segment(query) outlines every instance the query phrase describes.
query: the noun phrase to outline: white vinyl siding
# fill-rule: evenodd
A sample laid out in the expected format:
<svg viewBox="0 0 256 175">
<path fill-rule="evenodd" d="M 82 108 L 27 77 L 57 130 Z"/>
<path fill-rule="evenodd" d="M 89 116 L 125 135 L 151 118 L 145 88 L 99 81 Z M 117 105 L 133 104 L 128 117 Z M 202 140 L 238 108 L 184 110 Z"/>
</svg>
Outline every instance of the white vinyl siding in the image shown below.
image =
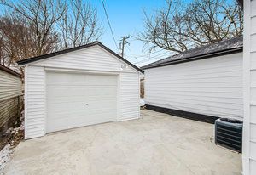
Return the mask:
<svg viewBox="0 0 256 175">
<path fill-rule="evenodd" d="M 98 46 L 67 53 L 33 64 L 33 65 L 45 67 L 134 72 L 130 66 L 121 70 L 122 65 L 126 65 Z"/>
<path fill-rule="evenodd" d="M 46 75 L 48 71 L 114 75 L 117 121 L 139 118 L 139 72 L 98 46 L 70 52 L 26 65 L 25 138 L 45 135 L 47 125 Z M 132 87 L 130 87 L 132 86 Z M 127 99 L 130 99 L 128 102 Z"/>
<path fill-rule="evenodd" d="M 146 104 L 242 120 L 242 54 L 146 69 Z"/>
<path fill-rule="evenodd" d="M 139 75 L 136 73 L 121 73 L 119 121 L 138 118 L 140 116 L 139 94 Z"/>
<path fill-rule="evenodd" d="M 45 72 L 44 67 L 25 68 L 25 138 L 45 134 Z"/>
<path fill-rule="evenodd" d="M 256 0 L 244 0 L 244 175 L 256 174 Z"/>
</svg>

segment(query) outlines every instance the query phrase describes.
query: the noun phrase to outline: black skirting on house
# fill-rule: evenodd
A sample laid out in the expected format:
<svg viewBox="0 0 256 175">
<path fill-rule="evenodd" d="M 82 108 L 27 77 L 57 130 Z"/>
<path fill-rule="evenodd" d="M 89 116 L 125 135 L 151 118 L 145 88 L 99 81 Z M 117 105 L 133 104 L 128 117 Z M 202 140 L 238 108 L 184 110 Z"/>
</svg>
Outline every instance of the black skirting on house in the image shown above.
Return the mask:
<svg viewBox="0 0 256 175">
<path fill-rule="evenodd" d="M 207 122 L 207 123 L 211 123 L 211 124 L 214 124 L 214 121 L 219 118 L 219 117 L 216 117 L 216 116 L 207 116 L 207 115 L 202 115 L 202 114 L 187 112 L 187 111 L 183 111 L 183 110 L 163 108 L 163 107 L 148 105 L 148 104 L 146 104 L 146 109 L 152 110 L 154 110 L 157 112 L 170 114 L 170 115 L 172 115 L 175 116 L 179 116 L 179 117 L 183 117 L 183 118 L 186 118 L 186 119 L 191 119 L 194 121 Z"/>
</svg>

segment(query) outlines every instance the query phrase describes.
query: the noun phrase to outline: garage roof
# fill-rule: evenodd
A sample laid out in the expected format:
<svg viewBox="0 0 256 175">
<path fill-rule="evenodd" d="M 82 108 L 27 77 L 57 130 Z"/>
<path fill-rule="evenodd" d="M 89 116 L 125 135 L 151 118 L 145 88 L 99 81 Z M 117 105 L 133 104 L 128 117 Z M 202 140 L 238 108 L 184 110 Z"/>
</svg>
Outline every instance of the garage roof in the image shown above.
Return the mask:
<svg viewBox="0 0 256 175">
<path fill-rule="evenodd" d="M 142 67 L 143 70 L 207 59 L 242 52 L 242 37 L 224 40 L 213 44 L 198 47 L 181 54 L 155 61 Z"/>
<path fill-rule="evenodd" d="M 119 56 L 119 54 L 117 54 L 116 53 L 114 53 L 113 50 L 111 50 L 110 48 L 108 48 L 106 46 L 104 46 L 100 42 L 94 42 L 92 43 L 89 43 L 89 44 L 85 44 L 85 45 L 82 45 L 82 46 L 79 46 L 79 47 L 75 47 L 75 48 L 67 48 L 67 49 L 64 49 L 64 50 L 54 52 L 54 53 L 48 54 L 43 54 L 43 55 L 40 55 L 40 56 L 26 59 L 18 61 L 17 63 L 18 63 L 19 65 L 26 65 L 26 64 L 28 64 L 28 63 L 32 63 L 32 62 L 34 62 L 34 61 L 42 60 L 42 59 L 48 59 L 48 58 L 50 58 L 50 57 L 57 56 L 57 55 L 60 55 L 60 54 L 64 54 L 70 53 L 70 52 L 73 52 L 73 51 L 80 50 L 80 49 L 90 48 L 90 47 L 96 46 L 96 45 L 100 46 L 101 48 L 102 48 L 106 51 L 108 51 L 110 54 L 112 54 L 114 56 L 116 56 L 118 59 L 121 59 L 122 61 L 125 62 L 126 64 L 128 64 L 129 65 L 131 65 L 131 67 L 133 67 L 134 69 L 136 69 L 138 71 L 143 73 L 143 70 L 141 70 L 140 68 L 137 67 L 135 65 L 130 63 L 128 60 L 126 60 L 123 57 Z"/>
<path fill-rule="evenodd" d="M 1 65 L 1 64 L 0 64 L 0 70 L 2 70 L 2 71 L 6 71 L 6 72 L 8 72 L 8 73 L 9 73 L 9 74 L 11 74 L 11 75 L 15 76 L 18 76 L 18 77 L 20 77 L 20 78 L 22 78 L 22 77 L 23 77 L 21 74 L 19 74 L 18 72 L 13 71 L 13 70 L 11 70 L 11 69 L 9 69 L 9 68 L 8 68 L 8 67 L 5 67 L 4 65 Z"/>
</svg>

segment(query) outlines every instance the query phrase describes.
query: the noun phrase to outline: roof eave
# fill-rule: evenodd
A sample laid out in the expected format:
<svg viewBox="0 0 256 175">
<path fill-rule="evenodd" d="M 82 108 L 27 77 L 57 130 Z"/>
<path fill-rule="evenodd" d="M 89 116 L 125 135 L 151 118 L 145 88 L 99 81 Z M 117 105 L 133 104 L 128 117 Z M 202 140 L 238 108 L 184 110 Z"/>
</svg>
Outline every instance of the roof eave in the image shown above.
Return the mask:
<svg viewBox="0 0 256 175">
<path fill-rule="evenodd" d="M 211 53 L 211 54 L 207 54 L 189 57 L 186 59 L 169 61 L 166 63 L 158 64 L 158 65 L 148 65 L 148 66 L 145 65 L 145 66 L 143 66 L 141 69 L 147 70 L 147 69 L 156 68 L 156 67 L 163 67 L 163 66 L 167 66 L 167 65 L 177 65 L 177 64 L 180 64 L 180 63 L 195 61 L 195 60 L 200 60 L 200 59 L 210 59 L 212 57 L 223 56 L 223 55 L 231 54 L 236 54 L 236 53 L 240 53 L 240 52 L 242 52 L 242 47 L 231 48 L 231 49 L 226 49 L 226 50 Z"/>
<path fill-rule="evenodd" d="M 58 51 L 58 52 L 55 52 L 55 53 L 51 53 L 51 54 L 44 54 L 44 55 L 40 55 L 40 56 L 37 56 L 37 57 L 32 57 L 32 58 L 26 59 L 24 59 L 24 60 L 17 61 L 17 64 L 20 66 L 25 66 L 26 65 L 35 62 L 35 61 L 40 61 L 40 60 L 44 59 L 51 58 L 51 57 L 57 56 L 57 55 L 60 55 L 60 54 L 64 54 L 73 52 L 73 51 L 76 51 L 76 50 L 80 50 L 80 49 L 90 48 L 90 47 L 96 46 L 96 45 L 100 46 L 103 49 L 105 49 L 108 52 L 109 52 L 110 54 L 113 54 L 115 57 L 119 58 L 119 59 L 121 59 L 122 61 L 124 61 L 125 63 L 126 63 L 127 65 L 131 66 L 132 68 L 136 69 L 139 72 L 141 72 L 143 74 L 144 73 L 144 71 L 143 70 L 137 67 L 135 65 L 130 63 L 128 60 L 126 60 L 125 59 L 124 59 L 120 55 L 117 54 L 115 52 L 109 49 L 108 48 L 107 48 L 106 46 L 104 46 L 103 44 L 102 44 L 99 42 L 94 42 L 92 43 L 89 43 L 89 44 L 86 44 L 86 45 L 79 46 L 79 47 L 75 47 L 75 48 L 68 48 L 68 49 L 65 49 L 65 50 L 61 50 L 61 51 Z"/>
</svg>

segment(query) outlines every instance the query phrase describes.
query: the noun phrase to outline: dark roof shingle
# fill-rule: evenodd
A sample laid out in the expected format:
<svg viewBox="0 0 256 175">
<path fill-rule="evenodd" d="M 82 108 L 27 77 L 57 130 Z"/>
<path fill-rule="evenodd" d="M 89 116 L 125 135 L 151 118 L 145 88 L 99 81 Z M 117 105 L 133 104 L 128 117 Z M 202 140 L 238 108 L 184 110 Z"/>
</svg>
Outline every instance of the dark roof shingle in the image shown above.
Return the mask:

***

• _Required work_: Find every line in the entries above that contains the word "vinyl" and copy each of those lines.

• _Exercise response_:
query: the noun phrase to outline: white vinyl siding
Outline every instance of the white vinyl siding in the image shown below.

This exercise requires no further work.